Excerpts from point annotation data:
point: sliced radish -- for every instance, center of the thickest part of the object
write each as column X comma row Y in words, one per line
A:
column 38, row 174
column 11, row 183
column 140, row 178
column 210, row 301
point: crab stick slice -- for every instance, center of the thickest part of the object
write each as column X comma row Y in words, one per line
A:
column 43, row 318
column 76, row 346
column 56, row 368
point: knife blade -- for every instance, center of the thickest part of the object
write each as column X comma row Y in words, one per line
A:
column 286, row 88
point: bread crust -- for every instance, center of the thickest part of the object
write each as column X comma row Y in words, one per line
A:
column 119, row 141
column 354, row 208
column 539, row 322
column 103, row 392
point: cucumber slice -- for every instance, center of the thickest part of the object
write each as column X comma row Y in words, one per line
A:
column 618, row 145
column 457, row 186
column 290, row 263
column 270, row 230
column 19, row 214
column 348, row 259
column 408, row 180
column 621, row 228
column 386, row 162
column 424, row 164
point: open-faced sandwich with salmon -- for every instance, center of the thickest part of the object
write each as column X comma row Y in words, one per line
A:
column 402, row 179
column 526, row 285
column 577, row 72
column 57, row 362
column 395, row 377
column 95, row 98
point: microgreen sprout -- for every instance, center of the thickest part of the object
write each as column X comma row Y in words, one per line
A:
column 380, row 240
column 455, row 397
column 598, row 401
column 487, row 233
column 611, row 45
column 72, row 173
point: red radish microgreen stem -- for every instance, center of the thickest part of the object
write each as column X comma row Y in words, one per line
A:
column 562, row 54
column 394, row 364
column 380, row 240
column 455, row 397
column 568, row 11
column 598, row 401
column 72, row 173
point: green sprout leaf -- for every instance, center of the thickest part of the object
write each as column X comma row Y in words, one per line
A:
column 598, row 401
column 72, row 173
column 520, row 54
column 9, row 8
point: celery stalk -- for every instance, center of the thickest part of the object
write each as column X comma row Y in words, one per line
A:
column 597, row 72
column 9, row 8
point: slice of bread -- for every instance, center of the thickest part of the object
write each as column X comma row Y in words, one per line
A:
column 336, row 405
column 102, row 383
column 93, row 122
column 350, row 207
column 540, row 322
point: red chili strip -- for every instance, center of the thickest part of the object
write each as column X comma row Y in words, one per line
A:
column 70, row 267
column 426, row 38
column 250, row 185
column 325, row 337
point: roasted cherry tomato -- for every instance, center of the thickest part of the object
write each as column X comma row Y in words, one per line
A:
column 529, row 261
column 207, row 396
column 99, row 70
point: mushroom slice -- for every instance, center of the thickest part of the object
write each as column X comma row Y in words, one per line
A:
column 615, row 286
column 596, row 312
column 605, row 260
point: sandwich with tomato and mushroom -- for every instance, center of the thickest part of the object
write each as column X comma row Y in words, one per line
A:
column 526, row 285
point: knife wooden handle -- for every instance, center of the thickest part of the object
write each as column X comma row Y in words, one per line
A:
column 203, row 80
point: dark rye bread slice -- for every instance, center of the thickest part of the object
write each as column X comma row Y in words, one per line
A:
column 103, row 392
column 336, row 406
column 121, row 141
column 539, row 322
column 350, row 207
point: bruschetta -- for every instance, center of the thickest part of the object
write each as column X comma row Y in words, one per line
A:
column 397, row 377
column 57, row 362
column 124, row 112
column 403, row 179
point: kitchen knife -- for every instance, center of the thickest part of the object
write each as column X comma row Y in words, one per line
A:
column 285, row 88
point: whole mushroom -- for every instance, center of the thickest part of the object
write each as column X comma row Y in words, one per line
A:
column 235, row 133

WHAT THE TASK ASKS: Retype the records exactly, starting at the line containing "point: whole mushroom" and ending at the end of the records.

RESULT:
point: whole mushroom -- for every instance, center of the thickest part of the object
write each as column X comma row Y in words, one per line
A:
column 235, row 133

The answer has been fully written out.